** Opening EXERCISE PASSAGE block **

For one U.S. Marine, deploying to combat was a lifelong goal. But the chance to fight for his country was suddenly side-tracked by a battle he never expected.
Four years ago, Staff Sgt. Joe Cruz was a newlywed, had just moved into his dream home in North Carolina, and was weeks from realizing his goal of deploying to Afghanistan.
But when a tickle in his throat wouldn't go away, Cruz's life began to unravel.
The diagnosis was unthinkable. Stage 4 Hodgkin's lymphoma covered Cruz's lung and flooded his spine. Chemo began immediately.
And when fellow Marines left for combat, Cruz stayed behind, heartbroken and near death.
"It was hard to know that I fought so hard to get to that level," Cruz says. "I felt pain, but nothing as strong as the pain I felt in my heart when he said I couldn't go."

** Closing EXERCISE PASSAGE block **
** Opening ENTRIES SHOWN block **

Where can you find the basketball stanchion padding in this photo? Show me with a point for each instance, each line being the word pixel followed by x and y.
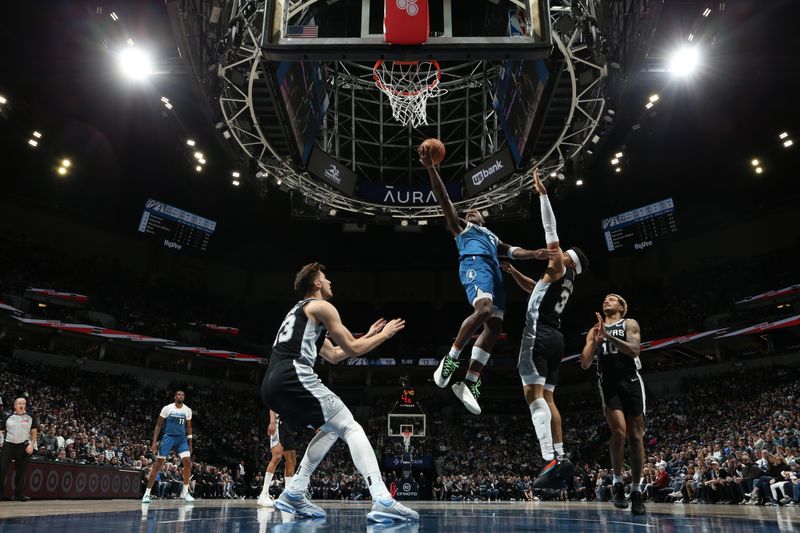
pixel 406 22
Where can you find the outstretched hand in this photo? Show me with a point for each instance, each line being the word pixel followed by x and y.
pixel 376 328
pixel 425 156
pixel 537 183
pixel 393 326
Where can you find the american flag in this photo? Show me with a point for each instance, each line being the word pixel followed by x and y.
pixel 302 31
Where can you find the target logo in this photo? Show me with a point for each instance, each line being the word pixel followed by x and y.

** Closing ENTRIES SHOWN block **
** Opening ENTRIES SHOWN block **

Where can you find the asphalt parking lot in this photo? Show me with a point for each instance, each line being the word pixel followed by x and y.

** Closing ENTRIES SHOWN block **

PROBLEM SET:
[A] How would you render this sentence from the passage on Staff Sgt. Joe Cruz's cancer in Spanish: "But when a tickle in his throat wouldn't go away, Cruz's life began to unravel."?
[B] Can you pick up the account of Staff Sgt. Joe Cruz's cancer after its final quoted line and carry it on for a short paragraph?

ANSWERS FOR THE EXERCISE:
[A] Pero cuando un cosquilleo en la garganta no se le quitaba, la vida de Cruz empezó a desmoronarse.

[B]
Chemo lasted six months. Cruz calls it a blur. About a year later, the cancer began to disappear.
By 2011, Cruz was in remission, and in the gym six days a week. Last November, he passed his physical training test, the final hurdle in a race back to combat.
This week, Cruz officially re-enlisted with the Marine Corps. Soon, he and his family will leave for their new post in Louisiana, where he will start a position training infantry reservists.
But doctors won't give him the green light to deploy for another two years.